> Problema A: Liste os tipos de solução que, segundo o trecho citado abaixo, o território local apresenta.

> Trecho citado:
****************************************

Considerando o contexto global de transformações urbanas, especialmente em
países em desenvolvimento como o Brasil, sabe-se que seus efeitos são desiguais
segundo as formações institucionais de cada país. Mesmo que seja comum o
contexto do declínio das cidades, da falta de recursos públicos para
intervenções estatais ou de políticas públicas de qualidade, mesmo que
atividades econômicas e culturais tenham sido "englobadas", enquanto as
relações de poder se mantiveram locais30, a situação local é muito plural no
mundo. Em outras palavras, o mercado e o poder econômico foram globalizados, ao
passo que as instituições representativas e o poder que delas emana seguem, em
grande parte, ancoradas no território local, mas este apresenta variadas
soluções de enraizamento, governança e participação a serem entendidas dentro
do quadro político-institucional subjacente a cada país ou estado. A
importância da vizinhança em algumas soluções de governança tem que ser
entendida, pois, dentro de um quadro institucional abrangente.

****************************************

> Material apresentado:
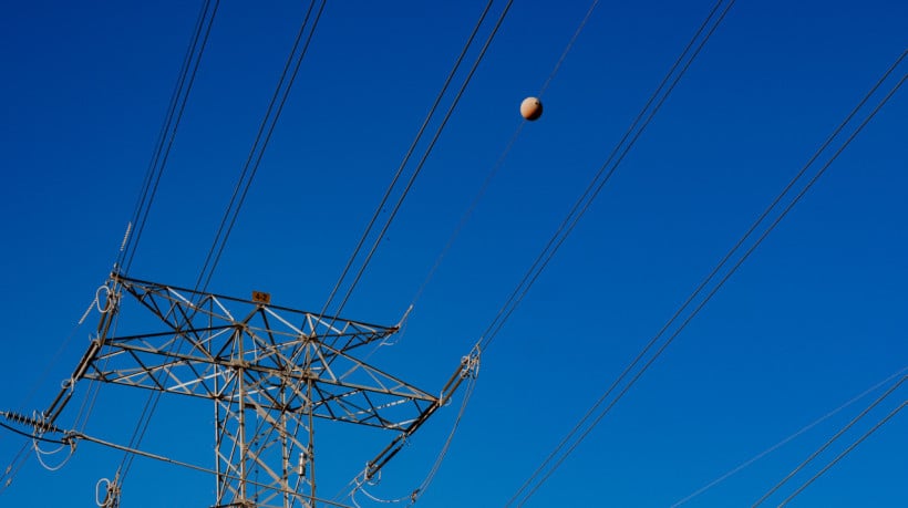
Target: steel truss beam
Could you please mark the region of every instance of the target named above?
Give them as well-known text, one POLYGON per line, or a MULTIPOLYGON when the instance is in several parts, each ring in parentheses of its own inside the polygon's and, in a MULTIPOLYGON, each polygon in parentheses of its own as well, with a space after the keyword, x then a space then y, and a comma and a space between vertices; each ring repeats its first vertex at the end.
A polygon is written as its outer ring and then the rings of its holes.
MULTIPOLYGON (((391 444, 368 463, 371 476, 467 374, 458 369, 434 396, 351 354, 388 339, 398 326, 116 273, 109 288, 97 336, 72 382, 95 380, 211 401, 217 507, 340 506, 316 497, 314 419, 394 432, 391 444), (136 303, 145 318, 132 328, 142 332, 115 336, 114 317, 136 303)), ((45 422, 53 424, 71 393, 61 392, 45 422)))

****************************************

> Problema B: Por favor, apresente como lista JSON de strings, uma para cada linha e sem as linhas em branco, as linhas dos registros acima, do início deles até a linha que contém "A polygon is", inclusive. Deixe as imagens de fora da resposta.

> Resultado correto A:
enraizamento
governança
participação

> Resultado correto B:
[
  "Target: steel truss beam",
  "Could you please mark the region of every instance of the target named above?",
  "Give them as well-known text, one POLYGON per line, or a MULTIPOLYGON when the instance is in several parts, each ring in parentheses of its own inside the polygon's and, in a MULTIPOLYGON, each polygon in parentheses of its own as well, with a space after the keyword, x then a space then y, and a comma and a space between vertices; each ring repeats its first vertex at the end.",
  "A polygon is written as its outer ring and then the rings of its holes."
]